═══ Data supplied ═══
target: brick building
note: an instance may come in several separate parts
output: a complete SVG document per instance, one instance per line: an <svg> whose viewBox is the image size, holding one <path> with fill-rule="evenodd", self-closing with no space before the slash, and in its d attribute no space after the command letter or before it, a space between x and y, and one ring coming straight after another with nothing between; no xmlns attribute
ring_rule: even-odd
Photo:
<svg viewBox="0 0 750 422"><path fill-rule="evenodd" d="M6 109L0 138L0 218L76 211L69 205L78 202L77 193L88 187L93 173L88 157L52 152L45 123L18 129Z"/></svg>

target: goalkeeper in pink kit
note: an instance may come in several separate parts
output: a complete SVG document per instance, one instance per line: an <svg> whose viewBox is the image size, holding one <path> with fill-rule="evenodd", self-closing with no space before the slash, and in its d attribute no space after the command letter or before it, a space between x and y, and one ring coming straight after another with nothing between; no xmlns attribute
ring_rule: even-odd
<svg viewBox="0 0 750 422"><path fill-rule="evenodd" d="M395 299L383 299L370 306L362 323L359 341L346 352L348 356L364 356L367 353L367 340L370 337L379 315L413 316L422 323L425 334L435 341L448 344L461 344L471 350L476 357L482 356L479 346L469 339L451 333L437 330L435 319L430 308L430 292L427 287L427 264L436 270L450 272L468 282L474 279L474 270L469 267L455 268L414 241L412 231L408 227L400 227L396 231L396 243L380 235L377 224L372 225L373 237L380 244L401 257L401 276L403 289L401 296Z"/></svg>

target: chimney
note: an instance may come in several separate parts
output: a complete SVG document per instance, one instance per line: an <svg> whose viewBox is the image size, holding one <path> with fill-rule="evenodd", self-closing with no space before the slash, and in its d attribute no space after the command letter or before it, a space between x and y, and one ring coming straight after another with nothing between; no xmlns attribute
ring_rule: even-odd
═══
* _What needs to be done_:
Could you type out every entry again exactly as it stands?

* _Task output_:
target: brick building
note: an instance may come in several separate parts
output: a complete SVG document per instance, one instance per line: an <svg> whose viewBox is the image size, holding one <path> with fill-rule="evenodd", self-closing with no space before the slash, and in its d attribute no space after the command letter or before it, a space between x and y, and one ring coming straight after another with nothing between; no xmlns attribute
ring_rule: even-odd
Photo:
<svg viewBox="0 0 750 422"><path fill-rule="evenodd" d="M6 109L0 138L0 218L76 211L69 205L78 202L77 193L88 187L93 173L88 157L52 152L45 123L18 129Z"/></svg>

target: goalkeeper in pink kit
note: an instance may come in several separate parts
output: a complete SVG document per instance, one instance per line: an <svg> whose viewBox is the image size, holding one <path> with fill-rule="evenodd", self-closing with no space before the slash, and in its d attribute no space after the command letter or before it, a space between x and y, and one ring coming straight after another with nothing between; no xmlns attribute
ring_rule: even-odd
<svg viewBox="0 0 750 422"><path fill-rule="evenodd" d="M395 299L383 299L370 306L362 323L359 341L346 352L348 356L364 356L367 353L367 340L370 337L379 315L413 316L422 323L425 334L435 341L448 344L461 344L471 350L476 357L482 356L479 346L469 339L451 333L437 330L435 319L430 308L430 292L427 287L427 264L436 270L450 272L468 282L474 279L474 270L469 267L455 268L414 241L412 231L408 227L400 227L396 231L396 243L380 235L377 224L372 225L373 237L380 244L401 257L401 276L403 289L401 296Z"/></svg>

target: chimney
note: an instance may come in several separate parts
output: a complete SVG document per instance, one instance per line: an <svg> whose viewBox is the image size, holding one <path> with fill-rule="evenodd", self-closing with no space before the slash, and in its d attribute no space after the command letter or before it, a space between x and y, and one ring coming straight after another with nothing between; no xmlns attribute
ring_rule: even-odd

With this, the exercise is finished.